▸ **Tasks to complete**
1. In the text about relief for Malawian migrants in South Africa, who prepared the lunch that was served?
2. Pick up the text about relief for Malawian migrants in South Africa after its final sentence and continue it.

▸ **Page text**
****************************************
On 6 June 2026, our teams provided essential relief items, including mattresses, blankets and 5 litre bottles of water.

Earlier in the day, tea and sandwiches were distributed, followed by a nutritious lunch prepared by the Food Aid Foundation South Africa (FAFSA).

The assistance brought much-needed comfort and relief to those affected.

Many beneficiaries expressed heartfelt gratitude, offering prayers and words of appreciation, describing the intervention as a beacon of hope during a time of uncertainty and hardship.

Taken together, these three nodes—Blantyre’s warnings, Durban’s overcrowded hall, and Johannesburg’s street encampment—map a migration corridor under strain.

The persistence of daily crossings despite official alerts reveals a structural dilemma: Malawi’s labor market cannot absorb its young workforce, while South Africa’s informal economy remains the closest and most accessible outlet.

That economic pull collides with a political environment in South Africa where anti-foreign sentiment periodically erupts into organized intimidation and violence.

The result is a cycle in which Malawian citizens leave for survival, encounter insecurity, and depend on ad hoc repatriation and NGO relief for return and recovery.
****************************************
▸ **Provided information**
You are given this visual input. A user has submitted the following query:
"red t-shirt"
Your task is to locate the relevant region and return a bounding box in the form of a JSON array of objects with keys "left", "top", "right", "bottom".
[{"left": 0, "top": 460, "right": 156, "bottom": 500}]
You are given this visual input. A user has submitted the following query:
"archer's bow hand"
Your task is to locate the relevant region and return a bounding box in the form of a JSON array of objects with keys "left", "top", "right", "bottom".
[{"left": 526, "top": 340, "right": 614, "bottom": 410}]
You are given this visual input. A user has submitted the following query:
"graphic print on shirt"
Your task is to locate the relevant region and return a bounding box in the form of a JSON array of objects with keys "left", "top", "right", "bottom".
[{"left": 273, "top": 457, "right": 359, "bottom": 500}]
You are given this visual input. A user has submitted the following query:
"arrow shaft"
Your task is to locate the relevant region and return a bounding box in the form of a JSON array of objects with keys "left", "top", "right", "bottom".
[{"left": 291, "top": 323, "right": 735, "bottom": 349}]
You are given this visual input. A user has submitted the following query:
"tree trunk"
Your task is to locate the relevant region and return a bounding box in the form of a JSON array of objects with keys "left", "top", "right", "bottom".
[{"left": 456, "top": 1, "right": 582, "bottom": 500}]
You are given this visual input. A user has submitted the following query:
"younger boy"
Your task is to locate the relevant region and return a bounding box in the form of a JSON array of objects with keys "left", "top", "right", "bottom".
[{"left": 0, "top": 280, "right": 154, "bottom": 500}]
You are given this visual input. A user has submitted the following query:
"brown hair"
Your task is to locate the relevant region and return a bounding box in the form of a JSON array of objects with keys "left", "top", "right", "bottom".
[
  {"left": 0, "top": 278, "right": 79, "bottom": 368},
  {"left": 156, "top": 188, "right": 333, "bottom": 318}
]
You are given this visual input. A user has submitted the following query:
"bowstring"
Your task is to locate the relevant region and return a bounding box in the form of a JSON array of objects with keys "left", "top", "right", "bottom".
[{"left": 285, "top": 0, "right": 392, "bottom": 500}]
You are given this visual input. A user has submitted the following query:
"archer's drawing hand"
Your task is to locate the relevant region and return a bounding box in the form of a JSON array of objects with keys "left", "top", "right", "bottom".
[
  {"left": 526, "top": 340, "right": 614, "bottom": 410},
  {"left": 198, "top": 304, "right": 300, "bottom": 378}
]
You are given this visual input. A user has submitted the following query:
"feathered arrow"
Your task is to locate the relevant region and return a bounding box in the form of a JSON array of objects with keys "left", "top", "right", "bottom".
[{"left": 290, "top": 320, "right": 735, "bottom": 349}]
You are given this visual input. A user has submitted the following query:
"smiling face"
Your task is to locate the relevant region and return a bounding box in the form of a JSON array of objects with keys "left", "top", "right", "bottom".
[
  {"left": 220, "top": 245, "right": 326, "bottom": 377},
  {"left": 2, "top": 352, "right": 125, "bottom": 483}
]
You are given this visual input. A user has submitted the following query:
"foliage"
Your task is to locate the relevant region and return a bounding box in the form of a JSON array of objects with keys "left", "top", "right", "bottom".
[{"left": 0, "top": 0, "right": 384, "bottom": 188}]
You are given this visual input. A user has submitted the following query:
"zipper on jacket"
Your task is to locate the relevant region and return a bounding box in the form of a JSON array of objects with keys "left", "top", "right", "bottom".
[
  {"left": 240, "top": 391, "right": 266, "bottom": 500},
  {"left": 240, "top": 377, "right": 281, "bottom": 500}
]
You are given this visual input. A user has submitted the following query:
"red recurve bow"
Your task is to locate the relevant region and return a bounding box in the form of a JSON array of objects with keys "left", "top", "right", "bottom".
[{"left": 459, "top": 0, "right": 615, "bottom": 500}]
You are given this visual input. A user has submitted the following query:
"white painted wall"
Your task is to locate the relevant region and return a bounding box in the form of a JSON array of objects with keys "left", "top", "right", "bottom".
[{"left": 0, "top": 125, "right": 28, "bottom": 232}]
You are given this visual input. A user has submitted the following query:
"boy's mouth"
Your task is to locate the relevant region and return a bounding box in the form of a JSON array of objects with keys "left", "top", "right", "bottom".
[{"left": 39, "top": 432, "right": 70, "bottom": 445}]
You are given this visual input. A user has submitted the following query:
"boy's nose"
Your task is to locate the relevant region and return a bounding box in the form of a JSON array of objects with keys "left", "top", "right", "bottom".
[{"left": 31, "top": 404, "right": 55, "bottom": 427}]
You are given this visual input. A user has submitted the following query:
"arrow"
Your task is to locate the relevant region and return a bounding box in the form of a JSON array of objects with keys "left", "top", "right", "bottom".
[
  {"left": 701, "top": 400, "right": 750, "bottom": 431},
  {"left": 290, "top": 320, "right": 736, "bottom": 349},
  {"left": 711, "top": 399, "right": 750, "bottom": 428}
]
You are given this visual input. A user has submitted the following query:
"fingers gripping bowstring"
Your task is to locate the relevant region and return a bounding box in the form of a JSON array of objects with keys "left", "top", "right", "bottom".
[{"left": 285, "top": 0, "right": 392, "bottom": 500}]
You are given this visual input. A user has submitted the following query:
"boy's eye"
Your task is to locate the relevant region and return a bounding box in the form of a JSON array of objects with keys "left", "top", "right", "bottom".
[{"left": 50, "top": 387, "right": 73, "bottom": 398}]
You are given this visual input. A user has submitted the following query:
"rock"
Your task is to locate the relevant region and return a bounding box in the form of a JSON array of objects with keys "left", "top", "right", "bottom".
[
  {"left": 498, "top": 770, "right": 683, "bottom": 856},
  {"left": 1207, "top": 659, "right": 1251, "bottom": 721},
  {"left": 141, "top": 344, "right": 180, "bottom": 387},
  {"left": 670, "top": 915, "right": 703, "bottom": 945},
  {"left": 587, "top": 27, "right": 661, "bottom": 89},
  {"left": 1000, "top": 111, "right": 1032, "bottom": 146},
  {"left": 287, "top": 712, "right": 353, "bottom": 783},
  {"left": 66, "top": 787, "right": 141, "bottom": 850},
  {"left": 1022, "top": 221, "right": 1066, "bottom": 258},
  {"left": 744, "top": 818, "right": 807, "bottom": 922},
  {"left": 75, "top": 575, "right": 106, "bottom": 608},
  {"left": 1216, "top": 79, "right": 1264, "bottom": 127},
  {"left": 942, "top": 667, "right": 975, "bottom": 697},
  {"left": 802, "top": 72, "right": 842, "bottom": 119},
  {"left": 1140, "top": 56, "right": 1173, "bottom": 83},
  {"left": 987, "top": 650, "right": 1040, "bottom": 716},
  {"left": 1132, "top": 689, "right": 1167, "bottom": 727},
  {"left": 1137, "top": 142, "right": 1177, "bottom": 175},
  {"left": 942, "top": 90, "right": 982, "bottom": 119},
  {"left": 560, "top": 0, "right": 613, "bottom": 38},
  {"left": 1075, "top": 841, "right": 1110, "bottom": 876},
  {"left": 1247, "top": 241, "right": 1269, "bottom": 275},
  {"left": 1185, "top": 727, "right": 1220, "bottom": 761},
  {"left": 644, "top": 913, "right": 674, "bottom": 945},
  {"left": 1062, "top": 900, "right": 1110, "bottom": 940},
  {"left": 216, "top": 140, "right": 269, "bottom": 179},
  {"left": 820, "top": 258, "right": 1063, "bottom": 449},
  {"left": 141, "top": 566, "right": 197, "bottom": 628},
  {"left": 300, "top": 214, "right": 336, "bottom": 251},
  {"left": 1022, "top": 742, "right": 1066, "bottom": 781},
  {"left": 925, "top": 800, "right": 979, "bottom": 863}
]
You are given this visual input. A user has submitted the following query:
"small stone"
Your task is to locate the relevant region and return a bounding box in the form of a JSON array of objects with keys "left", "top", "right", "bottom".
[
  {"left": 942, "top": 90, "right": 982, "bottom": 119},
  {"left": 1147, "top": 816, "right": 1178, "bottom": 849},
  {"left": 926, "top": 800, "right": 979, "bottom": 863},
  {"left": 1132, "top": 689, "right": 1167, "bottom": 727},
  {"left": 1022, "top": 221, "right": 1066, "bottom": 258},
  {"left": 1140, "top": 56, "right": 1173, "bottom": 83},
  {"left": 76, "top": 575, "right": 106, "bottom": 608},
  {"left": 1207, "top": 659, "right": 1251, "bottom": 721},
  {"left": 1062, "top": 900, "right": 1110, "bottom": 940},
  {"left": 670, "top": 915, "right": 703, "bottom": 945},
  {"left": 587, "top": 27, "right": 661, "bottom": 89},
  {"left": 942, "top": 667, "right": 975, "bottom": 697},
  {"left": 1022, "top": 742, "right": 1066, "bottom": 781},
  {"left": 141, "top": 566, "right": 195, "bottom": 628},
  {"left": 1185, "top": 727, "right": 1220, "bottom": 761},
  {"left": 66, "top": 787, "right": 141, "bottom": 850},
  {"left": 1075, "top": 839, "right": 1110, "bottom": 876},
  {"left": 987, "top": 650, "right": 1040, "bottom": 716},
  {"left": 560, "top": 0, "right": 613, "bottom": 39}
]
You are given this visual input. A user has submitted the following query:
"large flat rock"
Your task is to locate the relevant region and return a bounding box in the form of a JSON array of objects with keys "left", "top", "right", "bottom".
****************************************
▸ **Answers by item**
1. The Food Aid Foundation South Africa (FAFSA).

2.
International standards of protection for migrants place obligations on both host and origin states, but implementation lags behind the scale of movement.

South Africa’s Department of Home Affairs has responded with temporary processing centers, yet the provision of basic sanitation and shelter at Sherwood Hall falls far below humanitarian norms.

Malawi’s government, for its part, faces a resource constraint that limits its ability to scale repatriation without diverting funds from other domestic priorities.

Human rights organizations inside Malawi argue that the crisis demands more than travel advisories—it requires bilateral diplomatic engagement to address the root causes of violence and to secure safer migration pathways.

The involvement of groups like Gift of the Givers and FAFSA illustrates the gap that civil society fills when state capacity is stretched thin.

Their interventions on Che Guevara Street provided immediate relief, but they also highlight how winter exposure and lack of shelter have become predictable features of this displacement.

At Sherwood Hall, the mismatch between 10 toilets and up to 2,500 people is not merely a logistical failure; it is a public health risk that could escalate into a regional concern if disease takes hold.

What emerges from the testimonies and data is a picture of migration driven by desperation, managed through improvisation, and mediated by the intermittent goodwill of NGOs.

For Malawi, the policy question is no longer only how to repatriate citizens safely, but how to reduce the push factors that make South Africa appear as the only viable option.

For South Africa, the challenge is to reconcile its constitutional commitment to human rights with the recurrent episodes of xenophobic mobilization that undermine it.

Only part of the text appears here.